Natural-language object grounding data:
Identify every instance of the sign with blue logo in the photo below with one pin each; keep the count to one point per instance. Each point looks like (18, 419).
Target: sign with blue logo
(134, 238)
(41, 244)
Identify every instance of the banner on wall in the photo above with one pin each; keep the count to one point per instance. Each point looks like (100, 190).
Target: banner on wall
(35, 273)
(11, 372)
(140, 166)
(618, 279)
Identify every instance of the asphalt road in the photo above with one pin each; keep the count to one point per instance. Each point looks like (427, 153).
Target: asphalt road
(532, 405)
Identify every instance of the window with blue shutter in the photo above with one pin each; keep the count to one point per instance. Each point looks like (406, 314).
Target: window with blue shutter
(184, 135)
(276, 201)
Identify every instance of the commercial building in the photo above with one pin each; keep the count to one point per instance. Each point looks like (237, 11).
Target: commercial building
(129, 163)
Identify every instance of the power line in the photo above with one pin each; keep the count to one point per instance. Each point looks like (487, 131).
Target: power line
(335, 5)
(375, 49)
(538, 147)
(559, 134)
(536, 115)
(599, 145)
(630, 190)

# Problem description
Going down from the first line of the entries above, restate each line word for word until the line holding "Identify every instance of the banner" is done.

# Reply
Identify every instance of the sign with blue logo in the photo below with one pin each; keep the count to one point per instance. Each point looks like (18, 419).
Target: sign with blue logo
(134, 238)
(41, 244)
Identify every instance of the banner on wall in the photo above with one pin each; keep the count to one point per instance. Each point looks like (100, 190).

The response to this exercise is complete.